A run of entries
═══
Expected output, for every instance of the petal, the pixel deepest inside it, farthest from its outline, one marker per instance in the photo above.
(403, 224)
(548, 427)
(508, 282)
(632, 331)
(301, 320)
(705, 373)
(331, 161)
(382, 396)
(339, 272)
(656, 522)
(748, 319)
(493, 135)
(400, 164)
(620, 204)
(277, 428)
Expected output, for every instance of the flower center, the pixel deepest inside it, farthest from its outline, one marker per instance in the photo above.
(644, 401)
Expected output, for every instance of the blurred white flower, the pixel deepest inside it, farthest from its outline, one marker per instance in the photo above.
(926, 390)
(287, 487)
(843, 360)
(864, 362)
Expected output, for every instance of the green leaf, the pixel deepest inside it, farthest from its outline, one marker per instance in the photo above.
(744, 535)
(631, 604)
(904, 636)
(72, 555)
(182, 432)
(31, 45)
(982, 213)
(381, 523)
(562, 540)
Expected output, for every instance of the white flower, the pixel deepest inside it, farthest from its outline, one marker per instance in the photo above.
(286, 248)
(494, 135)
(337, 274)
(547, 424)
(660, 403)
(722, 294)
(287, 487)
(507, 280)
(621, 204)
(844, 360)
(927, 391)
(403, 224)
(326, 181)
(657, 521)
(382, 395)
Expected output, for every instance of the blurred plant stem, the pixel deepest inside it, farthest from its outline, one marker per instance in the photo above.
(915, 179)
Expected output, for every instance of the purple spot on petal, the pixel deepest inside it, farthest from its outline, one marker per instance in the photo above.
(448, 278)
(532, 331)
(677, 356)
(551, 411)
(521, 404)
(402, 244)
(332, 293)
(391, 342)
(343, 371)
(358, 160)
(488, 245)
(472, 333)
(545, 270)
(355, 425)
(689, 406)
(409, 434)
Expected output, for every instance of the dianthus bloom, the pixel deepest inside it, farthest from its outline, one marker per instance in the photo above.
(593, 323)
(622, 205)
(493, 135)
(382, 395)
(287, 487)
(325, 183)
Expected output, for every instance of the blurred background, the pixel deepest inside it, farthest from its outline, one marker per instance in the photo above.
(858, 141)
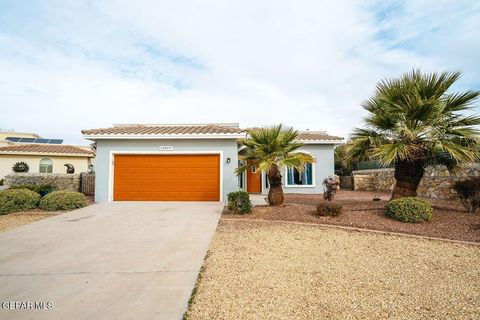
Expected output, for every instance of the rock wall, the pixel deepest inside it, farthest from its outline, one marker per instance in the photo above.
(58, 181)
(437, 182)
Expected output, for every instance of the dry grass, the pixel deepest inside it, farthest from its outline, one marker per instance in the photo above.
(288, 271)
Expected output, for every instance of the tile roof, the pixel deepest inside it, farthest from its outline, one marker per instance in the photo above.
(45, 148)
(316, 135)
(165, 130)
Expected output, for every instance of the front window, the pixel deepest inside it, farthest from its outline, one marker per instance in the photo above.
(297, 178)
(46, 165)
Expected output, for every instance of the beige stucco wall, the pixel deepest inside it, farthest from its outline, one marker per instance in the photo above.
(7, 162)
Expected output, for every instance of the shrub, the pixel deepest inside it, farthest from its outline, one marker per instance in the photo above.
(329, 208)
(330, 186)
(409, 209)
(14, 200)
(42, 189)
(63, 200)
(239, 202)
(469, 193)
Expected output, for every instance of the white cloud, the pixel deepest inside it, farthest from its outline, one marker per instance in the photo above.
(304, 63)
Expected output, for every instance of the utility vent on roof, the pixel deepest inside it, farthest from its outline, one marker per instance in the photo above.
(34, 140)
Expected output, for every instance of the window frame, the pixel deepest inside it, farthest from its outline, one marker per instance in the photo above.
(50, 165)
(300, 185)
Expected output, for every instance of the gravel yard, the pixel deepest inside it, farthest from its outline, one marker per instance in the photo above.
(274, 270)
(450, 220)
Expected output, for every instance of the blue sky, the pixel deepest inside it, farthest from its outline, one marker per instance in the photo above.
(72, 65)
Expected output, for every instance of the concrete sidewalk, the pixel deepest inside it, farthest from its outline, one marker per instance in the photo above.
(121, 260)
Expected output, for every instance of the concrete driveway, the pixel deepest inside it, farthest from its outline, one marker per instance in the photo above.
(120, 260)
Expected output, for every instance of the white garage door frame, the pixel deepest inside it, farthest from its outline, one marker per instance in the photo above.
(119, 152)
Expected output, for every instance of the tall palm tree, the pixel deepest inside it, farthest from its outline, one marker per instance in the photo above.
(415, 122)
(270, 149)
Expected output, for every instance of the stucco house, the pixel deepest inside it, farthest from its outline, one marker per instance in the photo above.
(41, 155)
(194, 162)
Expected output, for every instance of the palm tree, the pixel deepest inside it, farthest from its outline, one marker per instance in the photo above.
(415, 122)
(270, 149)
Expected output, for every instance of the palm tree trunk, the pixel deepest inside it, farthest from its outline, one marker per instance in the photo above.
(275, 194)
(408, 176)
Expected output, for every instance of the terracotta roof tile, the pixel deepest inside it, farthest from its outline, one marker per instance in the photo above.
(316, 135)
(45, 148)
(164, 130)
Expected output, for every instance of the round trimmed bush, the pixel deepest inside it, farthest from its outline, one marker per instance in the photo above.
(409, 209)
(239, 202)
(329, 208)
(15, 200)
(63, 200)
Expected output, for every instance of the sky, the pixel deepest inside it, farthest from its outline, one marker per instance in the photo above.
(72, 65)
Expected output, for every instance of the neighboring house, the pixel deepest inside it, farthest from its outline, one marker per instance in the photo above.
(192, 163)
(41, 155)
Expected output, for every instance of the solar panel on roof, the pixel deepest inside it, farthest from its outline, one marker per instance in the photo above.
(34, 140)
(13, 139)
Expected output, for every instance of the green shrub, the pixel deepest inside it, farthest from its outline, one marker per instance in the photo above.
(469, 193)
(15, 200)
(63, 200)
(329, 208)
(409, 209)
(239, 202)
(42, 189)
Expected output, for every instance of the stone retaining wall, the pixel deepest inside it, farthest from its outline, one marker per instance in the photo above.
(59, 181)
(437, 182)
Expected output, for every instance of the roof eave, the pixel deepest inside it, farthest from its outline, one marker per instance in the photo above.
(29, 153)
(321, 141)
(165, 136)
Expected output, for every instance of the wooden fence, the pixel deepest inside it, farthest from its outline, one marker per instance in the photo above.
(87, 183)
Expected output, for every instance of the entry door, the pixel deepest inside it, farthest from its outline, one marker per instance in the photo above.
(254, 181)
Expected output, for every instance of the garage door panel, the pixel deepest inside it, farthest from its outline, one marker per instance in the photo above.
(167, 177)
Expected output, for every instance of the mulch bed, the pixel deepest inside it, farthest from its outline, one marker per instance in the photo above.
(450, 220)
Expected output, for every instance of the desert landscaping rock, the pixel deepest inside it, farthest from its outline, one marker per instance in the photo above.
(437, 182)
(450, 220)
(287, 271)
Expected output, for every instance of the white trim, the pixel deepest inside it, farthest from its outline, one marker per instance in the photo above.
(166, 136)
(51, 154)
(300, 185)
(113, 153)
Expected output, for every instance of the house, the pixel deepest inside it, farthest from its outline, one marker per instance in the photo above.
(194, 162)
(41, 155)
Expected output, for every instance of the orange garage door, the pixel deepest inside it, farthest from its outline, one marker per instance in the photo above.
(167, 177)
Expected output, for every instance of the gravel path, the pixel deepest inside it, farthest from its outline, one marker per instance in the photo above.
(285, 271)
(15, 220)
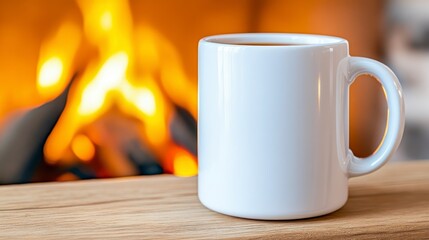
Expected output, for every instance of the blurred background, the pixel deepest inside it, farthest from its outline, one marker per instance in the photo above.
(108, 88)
═══
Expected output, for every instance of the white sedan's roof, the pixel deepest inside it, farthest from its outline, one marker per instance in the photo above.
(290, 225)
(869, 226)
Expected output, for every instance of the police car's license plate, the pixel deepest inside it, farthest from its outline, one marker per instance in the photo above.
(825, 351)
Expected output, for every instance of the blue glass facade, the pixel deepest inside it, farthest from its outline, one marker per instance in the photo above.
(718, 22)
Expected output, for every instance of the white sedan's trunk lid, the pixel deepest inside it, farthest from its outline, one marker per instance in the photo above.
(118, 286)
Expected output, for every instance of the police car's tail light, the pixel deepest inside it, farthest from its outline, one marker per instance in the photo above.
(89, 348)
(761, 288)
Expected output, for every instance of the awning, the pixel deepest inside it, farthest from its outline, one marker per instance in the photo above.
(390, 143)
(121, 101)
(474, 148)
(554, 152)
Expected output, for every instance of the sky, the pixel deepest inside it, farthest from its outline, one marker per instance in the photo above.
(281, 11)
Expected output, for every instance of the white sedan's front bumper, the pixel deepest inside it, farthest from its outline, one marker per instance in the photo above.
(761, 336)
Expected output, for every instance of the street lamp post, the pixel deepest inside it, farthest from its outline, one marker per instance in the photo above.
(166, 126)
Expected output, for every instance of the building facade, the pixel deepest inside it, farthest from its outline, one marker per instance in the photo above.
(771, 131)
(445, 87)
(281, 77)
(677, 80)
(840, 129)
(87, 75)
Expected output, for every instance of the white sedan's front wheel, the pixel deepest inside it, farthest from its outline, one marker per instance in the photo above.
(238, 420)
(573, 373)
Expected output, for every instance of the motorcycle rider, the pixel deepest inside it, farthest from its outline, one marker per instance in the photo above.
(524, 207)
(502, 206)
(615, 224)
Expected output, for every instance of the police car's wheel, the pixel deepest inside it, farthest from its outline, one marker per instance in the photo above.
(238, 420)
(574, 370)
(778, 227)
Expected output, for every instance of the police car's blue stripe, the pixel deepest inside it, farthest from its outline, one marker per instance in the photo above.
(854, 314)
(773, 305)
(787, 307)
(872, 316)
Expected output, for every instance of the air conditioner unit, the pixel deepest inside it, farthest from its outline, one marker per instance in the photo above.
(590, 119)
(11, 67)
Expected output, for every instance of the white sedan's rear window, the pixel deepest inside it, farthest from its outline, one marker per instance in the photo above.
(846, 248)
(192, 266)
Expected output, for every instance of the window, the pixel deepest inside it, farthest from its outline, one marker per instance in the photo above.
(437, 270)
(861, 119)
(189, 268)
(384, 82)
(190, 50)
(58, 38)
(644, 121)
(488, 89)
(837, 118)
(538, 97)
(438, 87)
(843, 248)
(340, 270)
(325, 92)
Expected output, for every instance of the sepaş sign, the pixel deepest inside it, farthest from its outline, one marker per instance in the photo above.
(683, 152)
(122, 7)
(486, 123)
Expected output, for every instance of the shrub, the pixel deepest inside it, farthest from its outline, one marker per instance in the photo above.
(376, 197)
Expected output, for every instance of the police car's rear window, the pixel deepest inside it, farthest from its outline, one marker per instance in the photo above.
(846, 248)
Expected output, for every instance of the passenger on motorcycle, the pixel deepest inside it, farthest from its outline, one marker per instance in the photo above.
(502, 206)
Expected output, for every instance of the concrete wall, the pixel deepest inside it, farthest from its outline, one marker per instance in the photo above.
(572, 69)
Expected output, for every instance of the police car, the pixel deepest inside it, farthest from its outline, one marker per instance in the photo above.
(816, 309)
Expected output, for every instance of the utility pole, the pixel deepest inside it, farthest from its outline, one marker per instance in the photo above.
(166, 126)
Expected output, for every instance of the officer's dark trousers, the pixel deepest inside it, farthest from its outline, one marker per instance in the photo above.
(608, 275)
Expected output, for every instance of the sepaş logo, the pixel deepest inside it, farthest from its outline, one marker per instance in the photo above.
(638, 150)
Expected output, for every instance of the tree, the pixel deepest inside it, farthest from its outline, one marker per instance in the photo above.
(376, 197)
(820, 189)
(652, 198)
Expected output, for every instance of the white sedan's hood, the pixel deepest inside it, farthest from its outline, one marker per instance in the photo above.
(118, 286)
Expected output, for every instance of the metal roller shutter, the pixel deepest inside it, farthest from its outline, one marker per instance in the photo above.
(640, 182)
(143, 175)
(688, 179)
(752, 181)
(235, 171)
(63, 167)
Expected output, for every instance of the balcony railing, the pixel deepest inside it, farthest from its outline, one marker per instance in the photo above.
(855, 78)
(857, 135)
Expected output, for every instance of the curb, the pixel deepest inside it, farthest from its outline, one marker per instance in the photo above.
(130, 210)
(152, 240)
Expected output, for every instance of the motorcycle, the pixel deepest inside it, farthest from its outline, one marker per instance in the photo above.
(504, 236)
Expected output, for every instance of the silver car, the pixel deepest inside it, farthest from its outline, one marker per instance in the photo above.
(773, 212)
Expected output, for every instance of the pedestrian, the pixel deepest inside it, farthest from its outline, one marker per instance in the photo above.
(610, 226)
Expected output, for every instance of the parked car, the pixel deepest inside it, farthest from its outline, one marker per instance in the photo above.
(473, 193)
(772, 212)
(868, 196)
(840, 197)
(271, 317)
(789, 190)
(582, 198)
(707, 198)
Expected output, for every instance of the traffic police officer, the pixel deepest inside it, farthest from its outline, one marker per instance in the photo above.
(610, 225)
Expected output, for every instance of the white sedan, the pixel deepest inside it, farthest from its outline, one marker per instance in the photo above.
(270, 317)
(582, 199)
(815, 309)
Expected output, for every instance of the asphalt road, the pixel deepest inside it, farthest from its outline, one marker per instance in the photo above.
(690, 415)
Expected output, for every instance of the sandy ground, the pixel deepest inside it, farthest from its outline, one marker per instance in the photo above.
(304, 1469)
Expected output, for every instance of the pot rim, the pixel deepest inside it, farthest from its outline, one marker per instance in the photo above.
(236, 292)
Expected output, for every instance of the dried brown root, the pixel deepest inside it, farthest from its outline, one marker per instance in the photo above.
═══
**Task details**
Tally the lines in the entries that contain the string "trunk" and give only that number. Case counts.

**Exercise solution**
2